- DOCUMENT SECTION:
-- Begin --
Alfnoor: A Retrieval Simulation of the Ariel Target List

To study large samples of exoplanetary spectra, we built a new tool: Alfnoor. Alfnoor combines the highly flexible next-generation retrieval code TauREx 3 with the ArielRad noise simulator to provide a unique framework dedicated to the study of exoplanetary populations with Ariel.

TauREx 3 (Al-Refaie et al. 2019) is the new version of TauREx (Waldmann et al. 2015a, 2015b). This complete rewrite takes the form of a library and is designed to make customization and external code integration easy. It uses the highly accurate line lists from the ExoMol (Tennyson et al. 2016), the high-resolution transmission molecular absorption database (HITRAN; Rothman & Gordon 2014), and the high-temperature molecular spectroscopic database (HITEMP; Gordon et al. 2016) databases to build forward and retrieval models. A large number of options are available in terms of forward models (transmission, emission), chemical profiles (constant as a function of pressure, two-layer, equilibrium chemistry), temperature profiles (isothermal, NPoints; Guillot 2010), and cloud parameterizations (Gray; Bohren & Huffman 2008; Lee et al. 2013).
-- End --
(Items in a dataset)
-- Begin --
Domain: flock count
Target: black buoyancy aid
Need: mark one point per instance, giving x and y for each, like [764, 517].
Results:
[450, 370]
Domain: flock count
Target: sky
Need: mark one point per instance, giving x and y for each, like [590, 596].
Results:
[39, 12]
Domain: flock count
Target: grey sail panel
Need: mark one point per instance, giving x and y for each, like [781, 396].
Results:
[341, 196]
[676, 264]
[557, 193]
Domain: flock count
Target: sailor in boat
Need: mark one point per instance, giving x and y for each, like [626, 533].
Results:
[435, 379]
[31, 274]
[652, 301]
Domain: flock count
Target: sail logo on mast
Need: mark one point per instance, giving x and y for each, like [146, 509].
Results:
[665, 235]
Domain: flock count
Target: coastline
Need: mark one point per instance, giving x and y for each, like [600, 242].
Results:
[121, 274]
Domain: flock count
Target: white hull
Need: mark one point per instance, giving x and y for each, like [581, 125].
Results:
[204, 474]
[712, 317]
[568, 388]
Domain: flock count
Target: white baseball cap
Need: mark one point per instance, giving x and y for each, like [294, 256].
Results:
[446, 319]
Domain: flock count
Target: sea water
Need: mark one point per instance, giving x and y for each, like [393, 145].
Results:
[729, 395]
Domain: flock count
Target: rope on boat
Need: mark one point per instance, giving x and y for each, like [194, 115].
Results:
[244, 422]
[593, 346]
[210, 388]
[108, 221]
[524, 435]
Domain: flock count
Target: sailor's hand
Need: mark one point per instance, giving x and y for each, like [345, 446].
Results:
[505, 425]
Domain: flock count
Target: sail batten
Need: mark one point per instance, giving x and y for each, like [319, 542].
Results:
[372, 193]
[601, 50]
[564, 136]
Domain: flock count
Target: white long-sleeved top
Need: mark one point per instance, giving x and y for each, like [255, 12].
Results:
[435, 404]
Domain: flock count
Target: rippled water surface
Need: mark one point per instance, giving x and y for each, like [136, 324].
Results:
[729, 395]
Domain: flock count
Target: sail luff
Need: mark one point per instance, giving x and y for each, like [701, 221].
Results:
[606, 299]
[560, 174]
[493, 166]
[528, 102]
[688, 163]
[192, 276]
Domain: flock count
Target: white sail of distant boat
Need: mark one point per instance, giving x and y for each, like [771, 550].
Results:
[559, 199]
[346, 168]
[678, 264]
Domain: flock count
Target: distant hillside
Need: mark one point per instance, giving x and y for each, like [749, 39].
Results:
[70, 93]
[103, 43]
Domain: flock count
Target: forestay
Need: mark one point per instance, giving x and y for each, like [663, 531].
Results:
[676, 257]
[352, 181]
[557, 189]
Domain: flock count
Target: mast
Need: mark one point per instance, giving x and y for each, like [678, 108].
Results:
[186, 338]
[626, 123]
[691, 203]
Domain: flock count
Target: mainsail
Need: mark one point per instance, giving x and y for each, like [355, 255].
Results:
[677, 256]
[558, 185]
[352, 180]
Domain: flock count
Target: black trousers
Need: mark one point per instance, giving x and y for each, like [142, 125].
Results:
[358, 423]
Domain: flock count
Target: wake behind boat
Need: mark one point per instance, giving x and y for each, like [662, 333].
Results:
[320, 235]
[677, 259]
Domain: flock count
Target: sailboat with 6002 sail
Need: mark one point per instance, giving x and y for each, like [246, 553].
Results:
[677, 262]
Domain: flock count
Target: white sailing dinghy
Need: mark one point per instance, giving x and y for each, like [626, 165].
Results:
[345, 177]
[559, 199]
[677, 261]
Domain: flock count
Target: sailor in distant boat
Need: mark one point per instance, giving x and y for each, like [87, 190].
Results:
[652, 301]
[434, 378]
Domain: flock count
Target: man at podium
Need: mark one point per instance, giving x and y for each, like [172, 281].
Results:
-- End --
- DIRECTION 1:
Reproduce the Alfnoor text word for word, starting at "TauREx 3 (Al-Refaie" and ending at "et al. 2013).".
- DIRECTION 2:
In the Alfnoor text, which three databases supply the line lists that TauREx 3 uses?
- DIRECTION 3:
Continue the Alfnoor text from the point where it stops.
The material has no connection to the Alfnoor text.

- TASK RESPONSE 1:
TauREx 3 (Al-Refaie et al. 2019) is the new version of TauREx (Waldmann et al. 2015a, 2015b). This complete rewrite takes the form of a library and is designed to make customization and external code integration easy. It uses the highly accurate line lists from the ExoMol (Tennyson et al. 2016), the high-resolution transmission molecular absorption database (HITRAN; Rothman & Gordon 2014), and the high-temperature molecular spectroscopic database (HITEMP; Gordon et al. 2016) databases to build forward and retrieval models. A large number of options are available in terms of forward models (transmission, emission), chemical profiles (constant as a function of pressure, two-layer, equilibrium chemistry), temperature profiles (isothermal, NPoints; Guillot 2010), and cloud parameterizations (Gray; Bohren & Huffman 2008; Lee et al. 2013).

- TASK RESPONSE 2:
ExoMol, HITRAN, and HITEMP.

- TASK RESPONSE 3:
ArielRad (Mugnai et al. 2020) estimates Ariel performances to observe a certain target when stellar, planetary, and orbital parameters are specified. It also calculates the required number of observations to match the requirements for each of Ariel's tiers (Edwards et al. 2019a). In our study we focused on Tier-2 observations, which are the core of the mission, and aim at characterizing the key chemical species, thermal structure, and the cloud properties of the selected atmospheres. Ariel observations are expected to cover the wavelengths from 0.5 to 7 μm. The telescope has three photometers: a visible photometer (VISPhot) and two fine guidance sensors (FGS1 and FGS2) that are also used for the observations. The telescope also has two spectrometers: the Near Infrared Spectrometer (NIRSpec) and the Ariel Infrared Spectrometer (AIRS). The resolution of the spectrometers is adapted to the tier levels. A description of the resolution achieved for each tier can be found in Tinetti et al. (2018), Edwards et al. (2019a), and Mugnai et al. (2020). It is summarized in Table 1.

Table 1.  Wavelength Coverage (λ) and Resolutions (R) of Each Spectrometer (NIRSpec, AIRS-CH0, and AIRS-CH1) for the Ariel Tiers

Instrument	λ(μm)	R–Tier 1	R–Tier 2	R–Tier 3
VISPhot	0.5–0.6	$\unicode{x000D8}$	$\unicode{x000D8}$	$\unicode{x000D8}$
FGS1	0.6–0.8	$\unicode{x000D8}$	$\unicode{x000D8}$	$\unicode{x000D8}$
FGS2	0.8–1.1	$\unicode{x000D8}$	$\unicode{x000D8}$	$\unicode{x000D8}$
NIRSpec	1.1–1.95	1	10	20
AIRS-CH0	1.95–3.9	3	50	100
AIRS-CH1	3.9–7.8	1	10	20

Note. We also show the photometers (VISPhot, FGS1, and FGS2).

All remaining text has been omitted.